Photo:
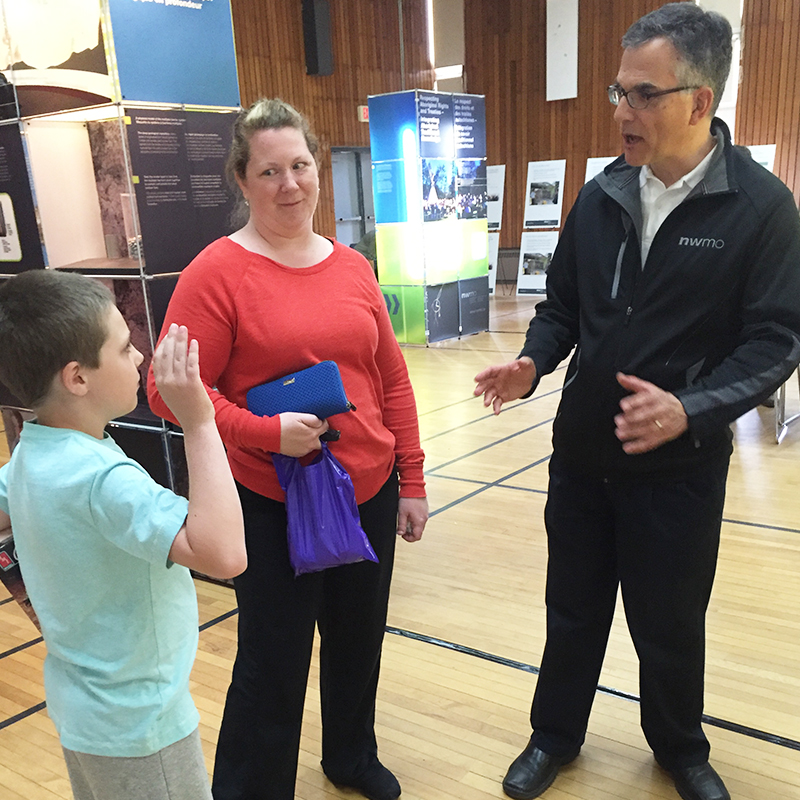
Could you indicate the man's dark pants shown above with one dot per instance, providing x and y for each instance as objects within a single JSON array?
[{"x": 659, "y": 541}]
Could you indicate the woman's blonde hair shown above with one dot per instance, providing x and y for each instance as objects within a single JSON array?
[{"x": 265, "y": 114}]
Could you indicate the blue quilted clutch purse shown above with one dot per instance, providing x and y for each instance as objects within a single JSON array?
[{"x": 316, "y": 390}]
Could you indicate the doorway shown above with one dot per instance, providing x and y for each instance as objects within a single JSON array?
[{"x": 351, "y": 168}]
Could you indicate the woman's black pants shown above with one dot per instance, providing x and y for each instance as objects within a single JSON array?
[{"x": 260, "y": 734}]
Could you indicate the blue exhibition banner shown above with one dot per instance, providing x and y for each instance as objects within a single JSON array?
[
  {"x": 469, "y": 115},
  {"x": 436, "y": 128},
  {"x": 175, "y": 51},
  {"x": 393, "y": 126}
]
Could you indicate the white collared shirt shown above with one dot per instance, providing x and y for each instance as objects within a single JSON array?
[{"x": 658, "y": 201}]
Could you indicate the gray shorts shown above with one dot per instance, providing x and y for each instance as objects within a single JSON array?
[{"x": 177, "y": 772}]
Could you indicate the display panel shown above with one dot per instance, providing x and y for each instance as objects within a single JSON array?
[
  {"x": 175, "y": 51},
  {"x": 178, "y": 163},
  {"x": 430, "y": 189}
]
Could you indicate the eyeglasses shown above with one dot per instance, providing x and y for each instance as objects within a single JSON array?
[{"x": 640, "y": 98}]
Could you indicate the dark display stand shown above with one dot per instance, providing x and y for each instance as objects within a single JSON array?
[{"x": 158, "y": 172}]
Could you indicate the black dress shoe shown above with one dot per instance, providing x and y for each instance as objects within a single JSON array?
[
  {"x": 699, "y": 783},
  {"x": 532, "y": 772},
  {"x": 375, "y": 783}
]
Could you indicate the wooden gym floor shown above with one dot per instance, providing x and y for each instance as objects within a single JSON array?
[{"x": 466, "y": 621}]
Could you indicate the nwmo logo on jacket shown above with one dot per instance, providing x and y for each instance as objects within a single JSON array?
[{"x": 688, "y": 241}]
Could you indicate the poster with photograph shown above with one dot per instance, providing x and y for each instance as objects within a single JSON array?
[
  {"x": 438, "y": 189},
  {"x": 763, "y": 154},
  {"x": 471, "y": 188},
  {"x": 544, "y": 193},
  {"x": 535, "y": 254},
  {"x": 495, "y": 187},
  {"x": 594, "y": 166},
  {"x": 494, "y": 252},
  {"x": 20, "y": 246}
]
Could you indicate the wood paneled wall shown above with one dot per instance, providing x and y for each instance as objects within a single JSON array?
[
  {"x": 768, "y": 108},
  {"x": 505, "y": 60},
  {"x": 366, "y": 57}
]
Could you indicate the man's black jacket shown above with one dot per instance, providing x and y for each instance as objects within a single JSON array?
[{"x": 713, "y": 317}]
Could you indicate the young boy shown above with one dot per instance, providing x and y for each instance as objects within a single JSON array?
[{"x": 100, "y": 543}]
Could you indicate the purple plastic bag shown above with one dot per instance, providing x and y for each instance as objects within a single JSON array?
[{"x": 323, "y": 526}]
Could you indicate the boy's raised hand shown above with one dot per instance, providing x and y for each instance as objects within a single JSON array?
[{"x": 176, "y": 369}]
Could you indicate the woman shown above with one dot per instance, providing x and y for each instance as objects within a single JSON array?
[{"x": 271, "y": 299}]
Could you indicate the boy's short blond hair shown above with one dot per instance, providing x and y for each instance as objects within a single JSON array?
[{"x": 47, "y": 319}]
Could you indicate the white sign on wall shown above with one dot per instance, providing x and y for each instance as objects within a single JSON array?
[
  {"x": 562, "y": 49},
  {"x": 495, "y": 186}
]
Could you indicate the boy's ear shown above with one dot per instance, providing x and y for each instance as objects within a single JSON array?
[{"x": 73, "y": 379}]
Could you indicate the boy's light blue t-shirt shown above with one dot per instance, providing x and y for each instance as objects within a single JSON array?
[{"x": 93, "y": 532}]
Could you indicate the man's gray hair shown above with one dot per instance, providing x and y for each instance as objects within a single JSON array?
[{"x": 702, "y": 39}]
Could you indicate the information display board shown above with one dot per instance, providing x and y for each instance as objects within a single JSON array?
[{"x": 430, "y": 192}]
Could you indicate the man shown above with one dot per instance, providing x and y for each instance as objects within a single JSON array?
[{"x": 677, "y": 276}]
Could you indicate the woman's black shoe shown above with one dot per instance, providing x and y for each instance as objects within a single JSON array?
[{"x": 375, "y": 783}]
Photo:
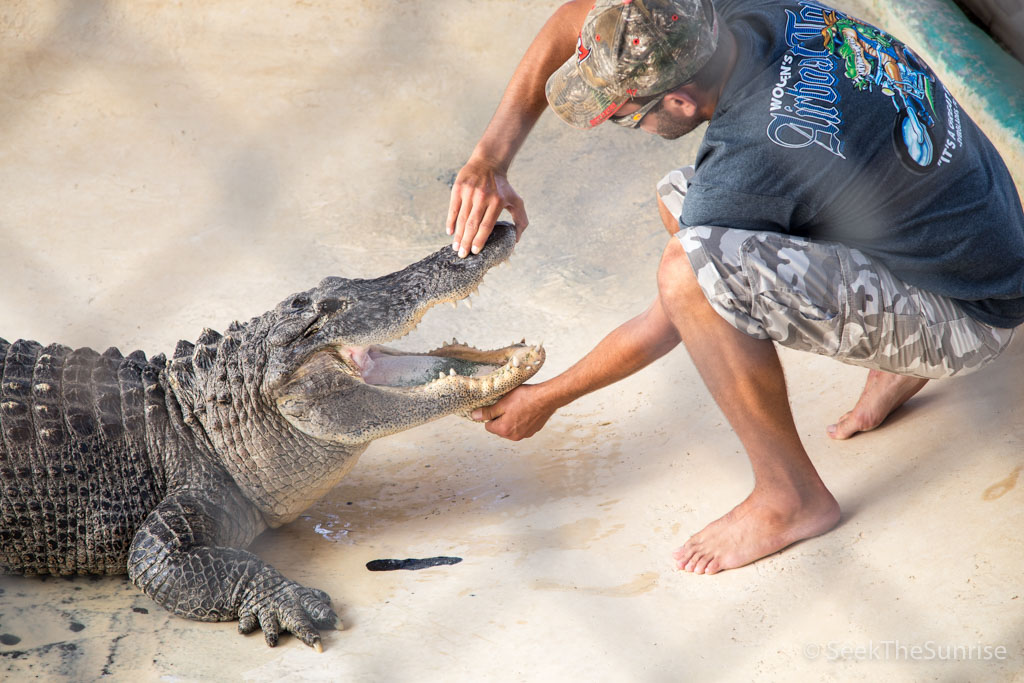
────
**WORK TO COMPLETE:**
Please write out every entry exactly, but skip the pictures.

**OUTPUT FOR THIS EXERCISE:**
Photo:
Could you indicate the man's dark pants shown above with one dot per instance, providing x and y for each instance as objects within a single JSON array?
[{"x": 659, "y": 541}]
Could you indicate the woman's blonde hair shown above with one dot per instance, providing x and y for each instance as objects within a single JSON array?
[{"x": 265, "y": 114}]
Could you indicate the blue quilted clutch purse shown above with one dot per instance, providing x and y for each instance as objects within a single JSON array?
[{"x": 316, "y": 390}]
Could you indicate the doorway shown above with one dot per instance, providing x and y for each instance as objects within a single JSON array?
[{"x": 351, "y": 168}]
Could you indicate the woman's black pants shown above with one dot per instance, providing x and y for each instance as objects within a single JSON array?
[{"x": 260, "y": 734}]
Could you indicate the blue exhibition banner shown above with one dot per instance, providing x and y for each instance as objects within a single JSON array?
[
  {"x": 469, "y": 115},
  {"x": 436, "y": 128},
  {"x": 175, "y": 51},
  {"x": 393, "y": 126}
]
Could you indicate the white collared shirt shown above with one dot per instance, providing x and y for each instance as objects within a single JSON array?
[{"x": 658, "y": 201}]
Could you indicate the gray shorts shown above with one dot per instance, providing x and y for each instance as objects within a single JSON array?
[{"x": 177, "y": 772}]
Could you indicate the display panel shown above with one dot per instance, providing x and y for each instance as objects within a single JSON array?
[
  {"x": 175, "y": 51},
  {"x": 178, "y": 163},
  {"x": 430, "y": 189}
]
Could you indicate the eyeglasses shown above with one dot per instance, providing x and y for each instance as objects within a single JSON array?
[{"x": 640, "y": 98}]
Could you indicate the dark display stand shown above with one dot per instance, providing x and y for each instance as objects within a single JSON array?
[{"x": 158, "y": 172}]
Could you indicate the black dress shoe shown above with one dot per instance, providing x and y for each instance as objects within a single JSON array?
[
  {"x": 699, "y": 783},
  {"x": 532, "y": 772},
  {"x": 375, "y": 783}
]
Could you indicate the wooden gym floor shown above with one dot per instance, providing x and y for each instance as objects within a single JSON array?
[{"x": 466, "y": 621}]
Could you indicate the nwmo logo on jacket shown above with one dot per instance, providing x and y for each instance as objects within a single JSON array?
[{"x": 688, "y": 241}]
Could you indicate the poster with photograph shown above with one dot per instance, providing x and y for each instance as objects within a single JSON array?
[
  {"x": 438, "y": 189},
  {"x": 763, "y": 154},
  {"x": 471, "y": 188},
  {"x": 544, "y": 193},
  {"x": 535, "y": 254},
  {"x": 495, "y": 187},
  {"x": 594, "y": 166},
  {"x": 494, "y": 252},
  {"x": 20, "y": 246}
]
Could you indicate the wood paneled wall shown above with one dot per instance, providing x and y for each instance as objects within a single JSON array?
[
  {"x": 768, "y": 108},
  {"x": 505, "y": 60},
  {"x": 366, "y": 57}
]
Could you indicate the man's black jacket shown above with one dot per instance, providing x and y for each instance as objects within a single JSON array?
[{"x": 713, "y": 317}]
Could you indicate the young boy shown above with one dot per instance, providing x and y for each instance as objects within a single JSON array?
[{"x": 100, "y": 543}]
Could you indicate the purple plastic bag shown above with one dot per instance, providing x and y for each instance as objects within a single JSON array?
[{"x": 323, "y": 526}]
Could you indicate the boy's raised hand shown above with one dot per instance, providing x and y for each instance as objects within a single JSON array?
[{"x": 176, "y": 369}]
Could you indicate the woman shown above with one dot per instance, providing x and y for each instance as objects within a single JSON array?
[{"x": 271, "y": 299}]
Could you indicate the boy's short blond hair shown above with one dot per instance, providing x and y for each instance as objects within a single JSON array?
[{"x": 47, "y": 319}]
Could you indicate the white sign on wall shown above with one dot per instance, providing x and y for each instance as objects within a single JSON array?
[
  {"x": 562, "y": 49},
  {"x": 495, "y": 186}
]
Could you indicate the boy's ear shown above with one dot per instance, providing x and y for each instance as objects within a single JSON array?
[{"x": 73, "y": 379}]
Could you indicate the boy's light blue t-shirt shown above with one dot per instance, providing x and y for each instance as objects within a single JSON array?
[{"x": 93, "y": 532}]
Could you indicate the man's gray hair shown above with one dot per instance, providing x and y for each instance as objects within a single JSON array?
[{"x": 702, "y": 39}]
Could you indicate the information display board shown above with one dot per instance, providing x and y for each instance as objects within a single JSON array?
[{"x": 430, "y": 192}]
Could you indicate the man shown above with one dot per instance, providing x and y for each instance as objects within a single JSON array?
[{"x": 677, "y": 276}]
Could you indicate the woman's black shoe shown above with one dot per instance, providing x and y for each instance as objects within a single JSON array?
[{"x": 375, "y": 783}]
Photo:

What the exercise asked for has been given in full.